Begin DATA LINES
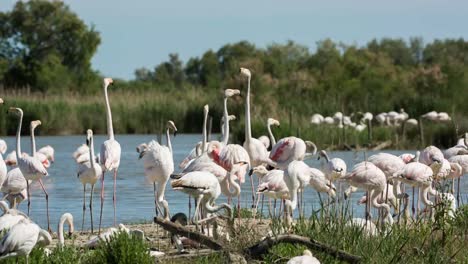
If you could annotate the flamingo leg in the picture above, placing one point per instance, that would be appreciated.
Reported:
(91, 208)
(84, 206)
(47, 205)
(29, 196)
(114, 197)
(102, 202)
(253, 191)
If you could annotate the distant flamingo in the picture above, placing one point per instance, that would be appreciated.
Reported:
(89, 172)
(110, 153)
(369, 177)
(22, 238)
(205, 187)
(31, 168)
(14, 185)
(159, 165)
(65, 218)
(306, 257)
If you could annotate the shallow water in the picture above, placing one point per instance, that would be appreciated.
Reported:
(135, 200)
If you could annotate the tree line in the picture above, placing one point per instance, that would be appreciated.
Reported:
(46, 47)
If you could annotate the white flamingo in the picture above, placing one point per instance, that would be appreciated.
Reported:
(65, 218)
(110, 153)
(22, 238)
(306, 257)
(10, 217)
(31, 168)
(203, 186)
(159, 165)
(89, 172)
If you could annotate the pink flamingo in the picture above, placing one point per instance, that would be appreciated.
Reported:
(369, 177)
(110, 153)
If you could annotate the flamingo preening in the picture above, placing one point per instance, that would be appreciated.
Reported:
(31, 168)
(159, 165)
(89, 172)
(110, 153)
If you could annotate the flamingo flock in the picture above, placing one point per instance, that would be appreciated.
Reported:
(215, 168)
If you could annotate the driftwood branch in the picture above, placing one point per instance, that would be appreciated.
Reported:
(263, 246)
(182, 231)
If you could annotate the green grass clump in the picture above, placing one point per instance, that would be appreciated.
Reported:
(122, 248)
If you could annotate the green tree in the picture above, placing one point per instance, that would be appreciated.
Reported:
(45, 37)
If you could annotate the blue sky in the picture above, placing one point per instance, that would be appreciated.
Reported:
(141, 33)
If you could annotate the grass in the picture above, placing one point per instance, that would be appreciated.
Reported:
(148, 111)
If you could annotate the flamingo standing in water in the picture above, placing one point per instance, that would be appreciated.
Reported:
(369, 177)
(159, 165)
(205, 187)
(110, 153)
(234, 159)
(89, 172)
(31, 168)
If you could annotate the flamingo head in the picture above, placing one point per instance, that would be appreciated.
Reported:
(107, 82)
(171, 125)
(141, 149)
(15, 110)
(272, 121)
(245, 72)
(260, 171)
(231, 92)
(35, 124)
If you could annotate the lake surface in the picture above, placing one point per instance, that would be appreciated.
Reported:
(135, 199)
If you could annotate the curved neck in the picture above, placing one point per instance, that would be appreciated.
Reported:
(205, 120)
(233, 183)
(46, 238)
(91, 151)
(388, 216)
(60, 229)
(248, 131)
(110, 129)
(4, 206)
(216, 208)
(272, 137)
(18, 136)
(168, 139)
(33, 142)
(226, 123)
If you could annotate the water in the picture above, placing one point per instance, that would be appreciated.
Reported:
(135, 199)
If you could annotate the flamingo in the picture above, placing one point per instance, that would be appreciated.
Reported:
(205, 187)
(271, 183)
(10, 217)
(3, 145)
(306, 258)
(31, 168)
(15, 185)
(110, 153)
(271, 138)
(227, 94)
(159, 165)
(65, 218)
(389, 164)
(228, 157)
(89, 172)
(417, 174)
(367, 176)
(22, 238)
(255, 148)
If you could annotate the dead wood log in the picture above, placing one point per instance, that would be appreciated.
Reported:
(182, 231)
(256, 251)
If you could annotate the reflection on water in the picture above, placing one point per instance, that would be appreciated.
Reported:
(135, 200)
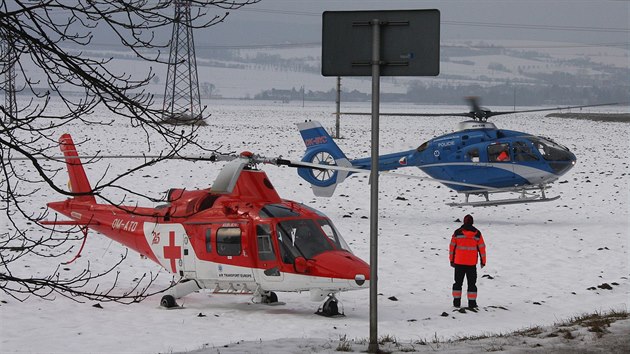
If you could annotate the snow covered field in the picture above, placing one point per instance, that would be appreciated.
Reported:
(545, 260)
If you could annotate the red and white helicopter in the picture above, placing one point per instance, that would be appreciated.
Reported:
(238, 236)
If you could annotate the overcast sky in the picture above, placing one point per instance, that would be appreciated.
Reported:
(299, 21)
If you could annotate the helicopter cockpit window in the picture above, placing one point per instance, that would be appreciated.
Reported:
(551, 151)
(333, 234)
(423, 147)
(473, 155)
(265, 246)
(499, 152)
(301, 238)
(277, 211)
(229, 241)
(522, 152)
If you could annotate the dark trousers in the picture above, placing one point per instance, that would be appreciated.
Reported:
(470, 272)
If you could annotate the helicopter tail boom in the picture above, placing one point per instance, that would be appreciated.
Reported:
(79, 183)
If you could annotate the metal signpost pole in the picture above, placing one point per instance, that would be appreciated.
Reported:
(376, 80)
(338, 103)
(401, 43)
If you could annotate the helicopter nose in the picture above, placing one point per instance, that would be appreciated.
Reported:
(342, 266)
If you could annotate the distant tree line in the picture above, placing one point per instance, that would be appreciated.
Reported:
(498, 95)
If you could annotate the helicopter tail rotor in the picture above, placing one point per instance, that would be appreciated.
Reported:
(321, 150)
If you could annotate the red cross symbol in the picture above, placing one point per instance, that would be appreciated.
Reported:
(171, 251)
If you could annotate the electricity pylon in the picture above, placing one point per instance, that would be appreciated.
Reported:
(182, 102)
(7, 56)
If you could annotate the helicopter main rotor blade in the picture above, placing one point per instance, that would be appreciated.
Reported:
(475, 113)
(360, 170)
(408, 114)
(491, 113)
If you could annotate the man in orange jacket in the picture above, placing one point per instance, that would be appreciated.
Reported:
End DATA LINES
Copy all of the entries above word for word, leaving out the pictures.

## OUTPUT OF THE TASK
If you could annotate the flamingo leg in the picture above, placing one point per instance, that would be appreciated.
Reported:
(91, 208)
(84, 206)
(47, 205)
(29, 196)
(114, 197)
(102, 202)
(253, 191)
If you could annotate the distant flamingo in the picture above, placing one point per instance, that would be appreciated.
Reported:
(89, 172)
(110, 153)
(369, 177)
(22, 238)
(205, 187)
(31, 168)
(14, 185)
(159, 165)
(65, 218)
(306, 257)
If you could annotate the shallow water in the picture above, placing one point per instance, that would be appreciated.
Reported:
(135, 200)
If you could annotate the tree line in the picture above, placing one point per instance, that would be appreciated.
Reported:
(46, 47)
If you could annotate the white flamingo in the picture above, placing one point per instance, that would be appreciated.
Reported:
(65, 218)
(110, 153)
(22, 238)
(306, 257)
(10, 217)
(31, 168)
(203, 186)
(159, 165)
(89, 172)
If you could annotate the pink flamingo in the picture above, placing one point per instance, that would be appreciated.
Reported:
(369, 177)
(110, 153)
If you could annotate the flamingo preening in the picture above, placing one point per instance, that would be appreciated.
Reported:
(31, 168)
(159, 165)
(89, 172)
(110, 153)
If you could annotate the flamingo flock in the picture above, placing one point per instance, that would be appreciated.
Reported:
(215, 168)
If you could annotate the driftwood branch in the picture above, placing one point per instance, that would be appreciated.
Reported:
(263, 246)
(182, 231)
If you could annotate the green grass clump in the picture above, placing one point per instance, that would be appreciated.
Reported:
(122, 248)
If you could annotate the green tree in the picture above, placing one point per instance, that would be appreciated.
Reported:
(45, 37)
If you could annotate the blue sky in the picture above, placing one point per instance, that would be appreciated.
Reported:
(141, 33)
If you could annotate the grass in the picture above, placing one point per instance, that would be appreciated.
Reported:
(148, 111)
If you could annotate the flamingo standing in water in the picture above, placing one point per instance, that would be appreciated.
Reported:
(369, 177)
(159, 165)
(205, 187)
(110, 153)
(234, 159)
(89, 172)
(31, 168)
If you could annotate the flamingo head in the picture above, placing one point per instance, that would be appreciated.
Reported:
(107, 82)
(171, 125)
(141, 149)
(15, 110)
(272, 121)
(245, 72)
(260, 171)
(231, 92)
(35, 124)
If you could annotate the lake surface in the picture above, placing one point per instance, that would be appreciated.
Reported:
(135, 199)
If you could annotate the curved neck in the picture above, placing one point per instance, that would be appreciated.
Reported:
(205, 120)
(233, 183)
(46, 238)
(91, 151)
(388, 216)
(60, 229)
(248, 131)
(110, 129)
(4, 206)
(216, 208)
(272, 137)
(18, 136)
(168, 139)
(33, 142)
(226, 123)
If you could annotate the water in the picture above, placing one point per instance, that would be appreciated.
Reported:
(135, 199)
If you could annotate the flamingo in the picture above, placing one point per instance, that would be appreciated.
Reported:
(205, 187)
(271, 183)
(10, 217)
(3, 145)
(306, 258)
(31, 168)
(15, 185)
(110, 153)
(271, 138)
(227, 94)
(159, 165)
(65, 218)
(389, 164)
(228, 157)
(89, 172)
(417, 174)
(367, 176)
(22, 238)
(255, 148)
If you could annotate the dead wood log in the picture above, placing one point per instance, that would be appreciated.
Reported:
(182, 231)
(256, 251)
If you could annotate the reflection on water in the picture above, placing one point per instance, that would be appreciated.
Reported:
(135, 200)
If you could annotate the snow covered field in the picture above, placing one point per instance, that would be appreciated.
Reported:
(545, 260)
If you could annotate the red and white helicopter in the picture above, placing one point per instance, that would be appreciated.
Reported:
(238, 236)
If you could annotate the overcast sky in the picture above, placing one point per instance, that would be appreciated.
Reported:
(299, 21)
If you could annotate the helicopter cockpit window in the picture above, placing one point per instance, that would be appreciated.
Reported:
(551, 151)
(333, 234)
(423, 147)
(473, 155)
(265, 246)
(499, 152)
(301, 238)
(277, 211)
(229, 241)
(522, 152)
If you could annotate the dark trousers in the picture above, placing one point per instance, that would be appreciated.
Reported:
(470, 272)
If you could annotate the helicopter tail boom in the picture above, placing one point per instance, that would be appreciated.
Reported:
(79, 183)
If you could annotate the metal signpost pole in the picture above, placing one point per instance, that would be appreciated.
Reported:
(376, 80)
(338, 103)
(401, 43)
If you could annotate the helicopter nose in the picture above, placing one point per instance, that would be appreciated.
Reported:
(342, 266)
If you could annotate the distant tree line in the picture above, placing one point per instance, that would be appreciated.
Reported:
(498, 95)
If you could annotate the helicopter tail rotor in the picture above, placing one point per instance, that would be appreciated.
Reported:
(321, 150)
If you could annotate the red cross symbol in the picture above, placing one point per instance, that would be appreciated.
Reported:
(171, 251)
If you could annotate the electricity pylon in the picture above, placing one point per instance, that would be appreciated.
Reported:
(182, 102)
(7, 56)
If you could annotate the helicopter main rotor blade in the picture above, placing one point per instance, that would be appreciated.
Reported:
(475, 113)
(360, 170)
(408, 114)
(491, 113)
If you could annotate the man in orange jacket in the picture above, placing one point per instance, that would be appreciated.
Reported:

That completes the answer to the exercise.